[START OF Text passage]

Oh, you are so right, nereo!

I keep hearing bullshit ads about how inflation is going to destroy your nest egg. Well, sure it will if you're a dumbass and don't keep your money invested.  For those of us who have followed mustachian principles and continue to, there is no need to fear. We're in far more danger from the likes of Putin than inflation.

The biggest downside to inflation with taxable invested FIRE assets is that you pay taxes on phantom gains (so if inflation continues to run 7% PA, and you sell your stocks for a 100% inflation gain 10 years later, your effective investment return will be reduced by 10-20% long term capital gains).  I might have messed up those exact numbers but you get the idea

Yes, having a fixed mortgage probably offsets this downside

Good point. For us the mortgage exclusion ($500k on gains for married filing jointly) on primary residences (2 of previous 5 years occupancy) will more than cover any “phantom gains”. Our entire home is well under the $500k cap. But for others in HCOL regions (like my sister in the SF Bay Area) they can easily exceed the exemption after a decade or two of living there.

[END OF Text passage]

Please answer from the inflation discussion above: how large is the exclusion on gains for a primary residence for married couples filing jointly?

[START OF Recorded data]

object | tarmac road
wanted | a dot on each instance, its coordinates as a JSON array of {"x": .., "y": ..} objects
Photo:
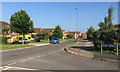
[{"x": 53, "y": 57}]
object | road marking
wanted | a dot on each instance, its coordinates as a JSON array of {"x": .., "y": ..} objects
[
  {"x": 6, "y": 68},
  {"x": 54, "y": 52},
  {"x": 44, "y": 55},
  {"x": 23, "y": 60},
  {"x": 17, "y": 68},
  {"x": 50, "y": 53},
  {"x": 12, "y": 63},
  {"x": 38, "y": 56}
]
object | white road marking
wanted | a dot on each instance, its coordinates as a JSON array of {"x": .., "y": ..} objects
[
  {"x": 23, "y": 60},
  {"x": 38, "y": 56},
  {"x": 12, "y": 63},
  {"x": 17, "y": 68},
  {"x": 44, "y": 55},
  {"x": 50, "y": 53},
  {"x": 6, "y": 68}
]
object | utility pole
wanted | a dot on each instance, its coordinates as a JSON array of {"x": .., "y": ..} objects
[
  {"x": 77, "y": 23},
  {"x": 80, "y": 31}
]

[END OF Recorded data]

_Correct output_. $500k.